▸ EXERCISE DESCRIPTION:
The data below should be retyped exactly, with the pictures left out.

(Image-grounded pointing data)
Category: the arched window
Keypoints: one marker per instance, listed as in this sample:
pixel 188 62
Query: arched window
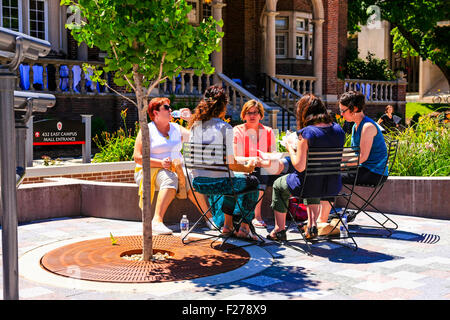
pixel 294 35
pixel 38 18
pixel 11 14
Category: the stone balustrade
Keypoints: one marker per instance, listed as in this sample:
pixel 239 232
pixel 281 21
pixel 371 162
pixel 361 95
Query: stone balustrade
pixel 58 75
pixel 187 83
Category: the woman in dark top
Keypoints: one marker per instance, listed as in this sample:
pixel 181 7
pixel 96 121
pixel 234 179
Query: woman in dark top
pixel 316 129
pixel 387 119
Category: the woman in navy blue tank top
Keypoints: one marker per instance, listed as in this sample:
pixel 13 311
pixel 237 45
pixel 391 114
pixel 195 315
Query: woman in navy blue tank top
pixel 367 135
pixel 316 129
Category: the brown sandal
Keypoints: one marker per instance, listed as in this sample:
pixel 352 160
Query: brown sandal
pixel 229 231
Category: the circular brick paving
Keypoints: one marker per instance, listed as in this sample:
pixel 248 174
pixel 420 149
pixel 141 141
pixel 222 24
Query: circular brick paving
pixel 99 260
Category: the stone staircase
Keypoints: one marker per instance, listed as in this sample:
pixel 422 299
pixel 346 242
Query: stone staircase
pixel 292 124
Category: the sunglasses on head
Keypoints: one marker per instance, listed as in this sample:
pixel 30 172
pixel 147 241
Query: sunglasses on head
pixel 166 107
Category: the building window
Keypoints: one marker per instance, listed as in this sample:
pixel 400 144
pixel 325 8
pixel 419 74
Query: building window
pixel 37 19
pixel 281 38
pixel 297 29
pixel 311 44
pixel 281 23
pixel 300 24
pixel 11 17
pixel 193 14
pixel 281 46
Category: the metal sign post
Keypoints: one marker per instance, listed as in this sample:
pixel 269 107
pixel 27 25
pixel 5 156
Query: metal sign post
pixel 8 185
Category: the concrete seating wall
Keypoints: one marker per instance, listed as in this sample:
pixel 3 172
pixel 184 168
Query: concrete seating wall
pixel 65 197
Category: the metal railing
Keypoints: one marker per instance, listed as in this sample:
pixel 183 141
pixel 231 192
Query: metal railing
pixel 285 97
pixel 187 83
pixel 239 95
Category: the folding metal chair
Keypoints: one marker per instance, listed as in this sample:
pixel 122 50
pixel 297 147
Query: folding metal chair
pixel 326 162
pixel 212 157
pixel 392 146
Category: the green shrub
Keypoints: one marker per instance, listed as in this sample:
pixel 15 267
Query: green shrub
pixel 117 146
pixel 424 149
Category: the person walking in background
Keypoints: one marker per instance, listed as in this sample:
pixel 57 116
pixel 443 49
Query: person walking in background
pixel 387 120
pixel 207 126
pixel 166 140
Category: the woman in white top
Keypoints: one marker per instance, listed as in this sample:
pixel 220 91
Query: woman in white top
pixel 208 127
pixel 166 140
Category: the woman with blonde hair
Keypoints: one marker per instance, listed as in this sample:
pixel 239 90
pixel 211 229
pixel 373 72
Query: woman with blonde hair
pixel 253 140
pixel 207 126
pixel 167 177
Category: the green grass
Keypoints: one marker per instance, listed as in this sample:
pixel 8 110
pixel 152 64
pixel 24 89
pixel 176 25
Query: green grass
pixel 424 108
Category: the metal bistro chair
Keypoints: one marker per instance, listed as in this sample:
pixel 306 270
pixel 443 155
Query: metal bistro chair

▸ ANSWER TO THE EXERCISE:
Category: the arched window
Keypoints: one marker per instance, listed as in this sample:
pixel 188 62
Query: arched window
pixel 294 35
pixel 38 18
pixel 11 14
Category: the stone balustrade
Keypoints: one marker per instance, listed as in this sample:
pixel 239 232
pixel 281 21
pixel 371 162
pixel 361 95
Query: stone balustrade
pixel 58 75
pixel 187 83
Category: the woman in dark top
Keypoints: one marker per instance, listed as in this sample:
pixel 181 7
pixel 96 121
pixel 234 179
Query: woman in dark top
pixel 316 129
pixel 387 119
Category: the woman in navy blue tank top
Keypoints: one marker per instance, listed as in this sample:
pixel 13 311
pixel 237 45
pixel 391 114
pixel 195 315
Query: woman in navy blue tank top
pixel 367 135
pixel 316 129
Category: the brown sandal
Keypoints: one marker per instance, listed as in this sample:
pixel 352 160
Query: brown sandal
pixel 229 231
Category: the circular brick paving
Keypoints: one marker per instance, listed as in this sample:
pixel 248 174
pixel 420 149
pixel 141 141
pixel 222 24
Query: circular brick paving
pixel 99 260
Category: the stone staircase
Keypoints: one marker per instance, listed as in this sample:
pixel 422 299
pixel 346 242
Query: stone staircase
pixel 292 124
Category: the sunglasses on head
Keypoints: one marker per instance, listed as in this sample:
pixel 30 172
pixel 147 241
Query: sunglasses on head
pixel 166 107
Category: the building window
Keypoints: one marker per instance, listed as in this sample:
pixel 400 144
pixel 325 8
pixel 419 74
Query: building window
pixel 37 19
pixel 281 38
pixel 297 29
pixel 311 44
pixel 281 23
pixel 300 24
pixel 11 17
pixel 193 14
pixel 281 46
Category: the metal sign post
Keypoints: one marker per instance, listed as in this sample:
pixel 269 107
pixel 27 25
pixel 5 156
Query: metal sign post
pixel 8 185
Category: the concrete seating wall
Keypoints: one marker per instance, listed as in this sample:
pixel 3 172
pixel 184 168
Query: concrete seating wall
pixel 65 197
Category: the metal railing
Keypoints: one marker per instance, listed as in this sample:
pixel 183 141
pixel 231 192
Query: metal railing
pixel 285 97
pixel 187 83
pixel 239 95
Category: the folding metal chair
Keypoints: one marker per instance, listed as in this sample:
pixel 122 50
pixel 297 147
Query: folding metal chair
pixel 326 162
pixel 212 157
pixel 392 146
Category: the green shrub
Keypoints: one marker per instance, listed as in this sample:
pixel 15 267
Query: green shrub
pixel 117 146
pixel 424 149
Category: the person walking in background
Keypoints: one marker per instance, listed as in this sample:
pixel 57 116
pixel 443 49
Query: person walking in background
pixel 387 120
pixel 207 126
pixel 166 140
Category: the woman in white top
Keypoints: one marker per instance, listed as in this sample:
pixel 220 91
Query: woman in white top
pixel 208 127
pixel 166 140
Category: the woman with blonde hair
Keypoints: one marker per instance, listed as in this sample:
pixel 239 90
pixel 211 229
pixel 373 72
Query: woman with blonde hair
pixel 253 140
pixel 207 126
pixel 167 177
Category: the green grass
Keypoints: one marker per instance, listed as in this sample:
pixel 8 110
pixel 152 64
pixel 24 89
pixel 176 25
Query: green grass
pixel 424 108
Category: the metal bistro chair
Keypoints: one marker per instance, listed as in this sample:
pixel 306 270
pixel 443 155
Query: metal bistro chair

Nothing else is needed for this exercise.